Stored entries
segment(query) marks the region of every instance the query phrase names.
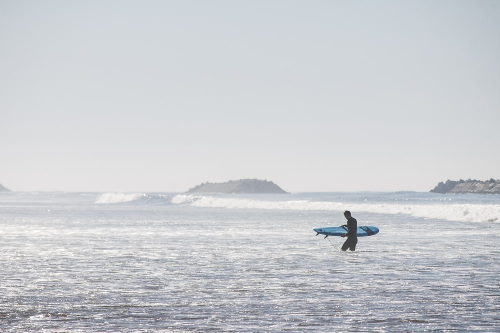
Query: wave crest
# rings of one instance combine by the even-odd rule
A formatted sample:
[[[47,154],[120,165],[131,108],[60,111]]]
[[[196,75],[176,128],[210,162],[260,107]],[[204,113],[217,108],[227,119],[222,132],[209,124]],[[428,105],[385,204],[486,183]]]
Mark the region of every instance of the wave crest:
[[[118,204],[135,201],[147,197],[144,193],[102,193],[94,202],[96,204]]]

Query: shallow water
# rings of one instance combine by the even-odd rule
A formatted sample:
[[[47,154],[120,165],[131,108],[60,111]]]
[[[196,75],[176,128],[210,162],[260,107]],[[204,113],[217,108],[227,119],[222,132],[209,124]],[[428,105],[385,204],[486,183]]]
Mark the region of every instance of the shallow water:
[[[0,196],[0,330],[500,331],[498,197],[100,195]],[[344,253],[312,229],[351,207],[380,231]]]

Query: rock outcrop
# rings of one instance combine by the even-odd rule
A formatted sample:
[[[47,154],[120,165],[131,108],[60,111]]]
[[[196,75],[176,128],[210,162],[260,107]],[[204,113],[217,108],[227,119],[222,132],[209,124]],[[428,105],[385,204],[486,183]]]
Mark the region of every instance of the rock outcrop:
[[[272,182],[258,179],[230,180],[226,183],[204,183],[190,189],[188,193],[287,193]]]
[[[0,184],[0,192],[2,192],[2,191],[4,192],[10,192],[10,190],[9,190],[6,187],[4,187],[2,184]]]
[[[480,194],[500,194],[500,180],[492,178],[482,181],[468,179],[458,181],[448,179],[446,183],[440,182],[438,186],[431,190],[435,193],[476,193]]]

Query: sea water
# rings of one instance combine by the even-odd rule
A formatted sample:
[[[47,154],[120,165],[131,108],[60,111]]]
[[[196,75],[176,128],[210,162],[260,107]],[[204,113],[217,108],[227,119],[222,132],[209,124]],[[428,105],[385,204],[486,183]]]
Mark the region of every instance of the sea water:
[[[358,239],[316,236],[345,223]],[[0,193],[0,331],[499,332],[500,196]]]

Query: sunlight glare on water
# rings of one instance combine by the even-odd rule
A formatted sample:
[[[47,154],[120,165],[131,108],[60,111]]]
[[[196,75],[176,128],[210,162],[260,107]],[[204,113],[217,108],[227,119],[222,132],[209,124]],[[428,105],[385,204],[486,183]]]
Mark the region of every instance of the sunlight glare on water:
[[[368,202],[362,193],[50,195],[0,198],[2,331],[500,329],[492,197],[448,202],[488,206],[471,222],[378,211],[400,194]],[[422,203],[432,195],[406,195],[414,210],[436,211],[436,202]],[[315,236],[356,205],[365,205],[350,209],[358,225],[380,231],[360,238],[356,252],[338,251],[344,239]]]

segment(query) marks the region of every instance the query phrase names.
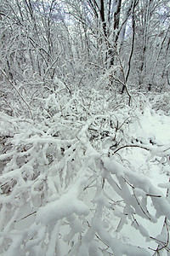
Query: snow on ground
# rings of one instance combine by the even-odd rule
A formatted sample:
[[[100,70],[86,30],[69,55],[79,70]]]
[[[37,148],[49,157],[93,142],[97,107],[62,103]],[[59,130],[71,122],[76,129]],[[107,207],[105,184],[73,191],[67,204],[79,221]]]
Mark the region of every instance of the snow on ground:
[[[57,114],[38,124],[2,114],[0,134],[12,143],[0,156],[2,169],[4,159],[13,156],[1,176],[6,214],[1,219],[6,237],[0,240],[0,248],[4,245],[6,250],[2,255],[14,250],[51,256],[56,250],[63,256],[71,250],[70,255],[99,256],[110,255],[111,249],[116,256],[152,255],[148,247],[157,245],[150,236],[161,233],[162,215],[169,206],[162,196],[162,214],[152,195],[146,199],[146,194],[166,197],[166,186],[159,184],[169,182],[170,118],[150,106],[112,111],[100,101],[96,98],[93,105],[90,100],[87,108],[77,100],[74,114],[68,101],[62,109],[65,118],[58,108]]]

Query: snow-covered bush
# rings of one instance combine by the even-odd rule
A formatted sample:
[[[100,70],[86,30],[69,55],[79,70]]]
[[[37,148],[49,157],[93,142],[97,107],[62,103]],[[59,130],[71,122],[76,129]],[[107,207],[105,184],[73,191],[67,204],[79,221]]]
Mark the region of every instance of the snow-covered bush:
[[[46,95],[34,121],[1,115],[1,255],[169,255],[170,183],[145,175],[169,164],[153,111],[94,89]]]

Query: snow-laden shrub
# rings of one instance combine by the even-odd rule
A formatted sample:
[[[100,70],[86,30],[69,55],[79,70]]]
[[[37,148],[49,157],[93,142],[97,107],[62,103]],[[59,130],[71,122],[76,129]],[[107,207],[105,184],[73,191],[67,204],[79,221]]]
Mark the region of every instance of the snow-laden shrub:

...

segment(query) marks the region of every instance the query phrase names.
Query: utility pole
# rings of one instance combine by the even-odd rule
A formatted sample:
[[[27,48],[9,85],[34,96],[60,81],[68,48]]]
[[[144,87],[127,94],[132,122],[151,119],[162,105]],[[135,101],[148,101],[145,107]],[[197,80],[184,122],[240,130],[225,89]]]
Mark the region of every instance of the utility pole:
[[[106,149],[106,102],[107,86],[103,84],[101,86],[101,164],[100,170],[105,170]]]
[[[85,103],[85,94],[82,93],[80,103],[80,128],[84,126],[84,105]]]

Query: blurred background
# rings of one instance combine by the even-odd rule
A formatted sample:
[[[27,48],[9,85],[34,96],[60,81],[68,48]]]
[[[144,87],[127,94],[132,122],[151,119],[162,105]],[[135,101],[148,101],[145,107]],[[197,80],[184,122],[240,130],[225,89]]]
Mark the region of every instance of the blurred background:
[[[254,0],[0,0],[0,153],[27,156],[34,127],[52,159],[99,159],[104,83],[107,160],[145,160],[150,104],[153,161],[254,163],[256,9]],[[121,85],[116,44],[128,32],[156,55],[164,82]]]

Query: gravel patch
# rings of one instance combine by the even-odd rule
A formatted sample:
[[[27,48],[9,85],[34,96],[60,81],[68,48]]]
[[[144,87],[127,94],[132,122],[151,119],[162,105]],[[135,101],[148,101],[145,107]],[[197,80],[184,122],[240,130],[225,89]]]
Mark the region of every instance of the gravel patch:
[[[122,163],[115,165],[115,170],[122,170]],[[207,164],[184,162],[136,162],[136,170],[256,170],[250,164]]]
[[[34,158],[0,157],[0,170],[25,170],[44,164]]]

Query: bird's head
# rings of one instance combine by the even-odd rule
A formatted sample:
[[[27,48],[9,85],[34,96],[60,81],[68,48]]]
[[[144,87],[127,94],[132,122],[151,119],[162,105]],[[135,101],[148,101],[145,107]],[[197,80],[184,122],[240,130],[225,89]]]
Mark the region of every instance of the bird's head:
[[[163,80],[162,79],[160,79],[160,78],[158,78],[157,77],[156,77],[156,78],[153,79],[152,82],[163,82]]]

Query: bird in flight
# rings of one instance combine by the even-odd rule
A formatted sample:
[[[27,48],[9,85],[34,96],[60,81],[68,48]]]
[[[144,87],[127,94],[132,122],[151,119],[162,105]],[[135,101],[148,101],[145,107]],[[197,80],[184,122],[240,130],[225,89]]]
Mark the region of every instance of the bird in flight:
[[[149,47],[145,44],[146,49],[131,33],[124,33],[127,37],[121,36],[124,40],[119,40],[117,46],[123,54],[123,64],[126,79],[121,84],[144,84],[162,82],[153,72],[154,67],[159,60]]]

--

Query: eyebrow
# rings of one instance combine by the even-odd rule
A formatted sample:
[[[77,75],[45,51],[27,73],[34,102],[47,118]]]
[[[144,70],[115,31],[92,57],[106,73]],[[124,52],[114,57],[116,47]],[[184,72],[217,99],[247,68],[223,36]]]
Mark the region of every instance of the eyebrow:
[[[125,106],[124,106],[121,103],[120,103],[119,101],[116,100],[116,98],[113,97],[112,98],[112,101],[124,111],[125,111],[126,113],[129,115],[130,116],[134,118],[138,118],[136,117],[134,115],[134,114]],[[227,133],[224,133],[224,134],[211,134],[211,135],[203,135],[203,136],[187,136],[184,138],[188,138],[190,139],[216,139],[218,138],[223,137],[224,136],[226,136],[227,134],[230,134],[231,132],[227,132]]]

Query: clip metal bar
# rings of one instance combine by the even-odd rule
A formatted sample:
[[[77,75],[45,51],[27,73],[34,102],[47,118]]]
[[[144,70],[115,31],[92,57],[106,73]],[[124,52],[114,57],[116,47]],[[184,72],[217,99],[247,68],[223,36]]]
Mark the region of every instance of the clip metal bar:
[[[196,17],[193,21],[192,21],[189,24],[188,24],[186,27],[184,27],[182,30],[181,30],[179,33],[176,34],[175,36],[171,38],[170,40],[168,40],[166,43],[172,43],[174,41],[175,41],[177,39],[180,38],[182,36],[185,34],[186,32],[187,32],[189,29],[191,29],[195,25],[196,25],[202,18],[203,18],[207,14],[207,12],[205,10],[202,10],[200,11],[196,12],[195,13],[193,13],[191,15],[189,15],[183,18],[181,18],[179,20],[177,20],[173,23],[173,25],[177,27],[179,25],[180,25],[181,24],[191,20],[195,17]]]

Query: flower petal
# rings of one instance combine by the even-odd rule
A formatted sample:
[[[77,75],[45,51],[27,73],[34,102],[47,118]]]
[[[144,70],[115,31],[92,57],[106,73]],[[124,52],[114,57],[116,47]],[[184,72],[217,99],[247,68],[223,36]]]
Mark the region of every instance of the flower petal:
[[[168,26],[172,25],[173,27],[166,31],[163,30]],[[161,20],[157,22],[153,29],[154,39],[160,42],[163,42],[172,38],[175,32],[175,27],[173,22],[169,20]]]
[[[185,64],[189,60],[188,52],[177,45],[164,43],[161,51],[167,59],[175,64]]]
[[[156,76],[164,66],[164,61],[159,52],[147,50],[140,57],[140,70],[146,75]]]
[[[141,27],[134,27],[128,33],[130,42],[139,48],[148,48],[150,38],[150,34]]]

-- Work to complete --
Switch "gravel patch" to "sand patch" everywhere in the lines starting at the line that contains "Query: blurred background" and ending at the line that contains "[[[34,158],[0,157],[0,170],[25,170],[44,164]]]", changing nothing else. Return only those lines.

-- Completed exercise --
Query: blurred background
# rings of one instance combine by the even-odd rule
A formatted sample:
[[[27,48],[9,85],[34,96],[60,81],[68,48]]]
[[[144,87],[127,94],[132,122],[151,119],[162,105]],[[135,101],[148,101],[145,107]],[[197,80],[184,122],[240,130],[225,89]]]
Mark the region of every instance of the blurred background:
[[[254,0],[0,0],[0,153],[27,156],[34,127],[52,159],[99,159],[104,83],[107,160],[145,160],[150,104],[153,161],[254,163],[256,9]],[[121,85],[116,44],[128,32],[156,55],[164,82]]]

Query: sand patch
# rings of one instance combine by the even-odd rule
A formatted sample:
[[[27,48],[9,85],[34,96],[60,81],[68,48]]]
[[[144,87],[127,94],[132,122],[151,119],[162,105]],[[135,101],[148,101],[145,107]],[[197,80],[184,122],[240,130],[225,89]]]
Mark the region of every instance of the sand patch:
[[[122,163],[115,165],[115,170],[122,170]],[[207,164],[184,162],[136,162],[136,170],[256,170],[250,164]]]
[[[34,158],[0,157],[0,170],[25,170],[44,164]]]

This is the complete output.